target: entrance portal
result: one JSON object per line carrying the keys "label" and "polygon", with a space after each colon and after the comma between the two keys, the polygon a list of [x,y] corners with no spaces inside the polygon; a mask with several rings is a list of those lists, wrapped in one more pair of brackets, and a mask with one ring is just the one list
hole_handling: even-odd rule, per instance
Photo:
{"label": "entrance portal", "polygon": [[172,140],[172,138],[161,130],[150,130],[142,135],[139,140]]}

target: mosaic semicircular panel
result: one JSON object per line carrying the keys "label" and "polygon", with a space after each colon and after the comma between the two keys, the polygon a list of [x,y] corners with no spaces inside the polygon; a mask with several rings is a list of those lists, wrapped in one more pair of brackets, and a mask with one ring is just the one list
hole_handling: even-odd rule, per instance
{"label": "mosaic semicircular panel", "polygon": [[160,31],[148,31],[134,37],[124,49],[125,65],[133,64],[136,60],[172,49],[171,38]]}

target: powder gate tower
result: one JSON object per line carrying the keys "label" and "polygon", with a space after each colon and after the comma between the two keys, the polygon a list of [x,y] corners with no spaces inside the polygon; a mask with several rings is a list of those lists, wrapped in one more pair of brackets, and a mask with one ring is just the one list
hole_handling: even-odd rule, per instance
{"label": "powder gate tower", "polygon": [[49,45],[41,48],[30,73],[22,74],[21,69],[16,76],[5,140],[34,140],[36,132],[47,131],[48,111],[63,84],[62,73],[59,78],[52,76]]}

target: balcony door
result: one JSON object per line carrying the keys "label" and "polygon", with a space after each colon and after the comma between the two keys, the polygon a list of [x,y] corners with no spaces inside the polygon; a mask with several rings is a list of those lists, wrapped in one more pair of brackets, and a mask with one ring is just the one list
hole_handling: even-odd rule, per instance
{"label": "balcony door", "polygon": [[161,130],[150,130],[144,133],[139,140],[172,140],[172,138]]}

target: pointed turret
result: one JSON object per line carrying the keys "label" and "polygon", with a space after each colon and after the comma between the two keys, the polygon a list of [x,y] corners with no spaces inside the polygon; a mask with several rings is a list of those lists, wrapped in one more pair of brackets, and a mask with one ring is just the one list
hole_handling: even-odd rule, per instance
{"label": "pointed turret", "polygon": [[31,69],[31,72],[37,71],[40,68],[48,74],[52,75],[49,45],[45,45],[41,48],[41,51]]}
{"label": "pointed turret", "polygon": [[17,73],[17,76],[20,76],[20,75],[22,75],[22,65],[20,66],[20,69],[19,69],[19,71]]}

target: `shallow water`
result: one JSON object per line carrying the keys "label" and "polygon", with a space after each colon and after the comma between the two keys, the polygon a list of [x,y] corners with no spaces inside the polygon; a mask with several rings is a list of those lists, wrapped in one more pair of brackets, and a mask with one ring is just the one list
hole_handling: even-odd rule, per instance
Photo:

- [Aim]:
Print every line of the data above again, unchanged and in the same order, from the first line to the last.

- [Full output]:
target: entrance portal
result: one JSON object per line carrying the keys "label" and "polygon", with a space after each colon and after the comma between the two keys, the polygon a list of [x,y] corners with no spaces inside the polygon; a mask with several rings is a list of those lists, wrapped in one more pair of brackets, and a mask with one ring is just the one list
hole_handling: even-odd rule, per instance
Photo:
{"label": "entrance portal", "polygon": [[172,140],[172,138],[161,130],[150,130],[142,135],[139,140]]}

target: mosaic semicircular panel
result: one JSON object per line carrying the keys "label" and "polygon", with a space after each colon and after the comma between the two keys, the polygon a list of [x,y] corners with no spaces inside the polygon; a mask with several rings is a list of those lists, wrapped in one more pair of brackets, and a mask with one ring is just the one list
hole_handling: even-odd rule, per instance
{"label": "mosaic semicircular panel", "polygon": [[160,31],[148,31],[134,37],[124,49],[125,65],[133,64],[136,60],[172,49],[171,38]]}

target: powder gate tower
result: one JSON object per line carrying the keys "label" and "polygon", with a space after each colon and after the comma between the two keys, the polygon a list of [x,y] corners with no spaces inside the polygon; a mask with several rings is a list of those lists, wrapped in one more pair of brackets, and a mask with one ring is just the one list
hole_handling: even-odd rule, per instance
{"label": "powder gate tower", "polygon": [[49,45],[41,48],[30,73],[22,74],[21,69],[16,76],[5,140],[34,140],[36,132],[47,131],[48,111],[63,84],[62,73],[59,78],[52,76]]}

target: balcony door
result: one JSON object per line carrying the keys "label" and "polygon", with a space after each colon and after the comma between the two keys, the polygon a list of [x,y] corners with no spaces inside the polygon; a mask with several rings is a list of those lists, wrapped in one more pair of brackets, and a mask with one ring is just the one list
hole_handling: even-odd rule, per instance
{"label": "balcony door", "polygon": [[161,130],[150,130],[144,133],[139,140],[172,140],[172,138]]}

target: pointed turret
result: one JSON object per line carrying the keys "label" and "polygon", with a space after each colon and after the comma between the two keys, the polygon a list of [x,y] corners with no spaces inside the polygon; a mask with several rings is a list of those lists, wrapped in one more pair of brackets, and a mask with one ring is just the one list
hole_handling: even-odd rule, per instance
{"label": "pointed turret", "polygon": [[31,69],[31,72],[37,71],[40,68],[48,74],[52,75],[49,45],[45,45],[41,48],[41,51]]}
{"label": "pointed turret", "polygon": [[17,73],[17,76],[20,76],[20,75],[22,75],[22,65],[20,66],[20,69],[19,69],[19,71]]}

target: `shallow water`
result: one JSON object per line carrying the keys "label" and "polygon", with a space after each colon and after the comma between the two keys, the polygon a list of [x,y] corners with no spaces inside the polygon; a mask with several rings is a list of those lists, wrapped in one more pair of brackets, and a mask with one ring is just the one list
hole_handling: even-odd rule, per instance
Photo:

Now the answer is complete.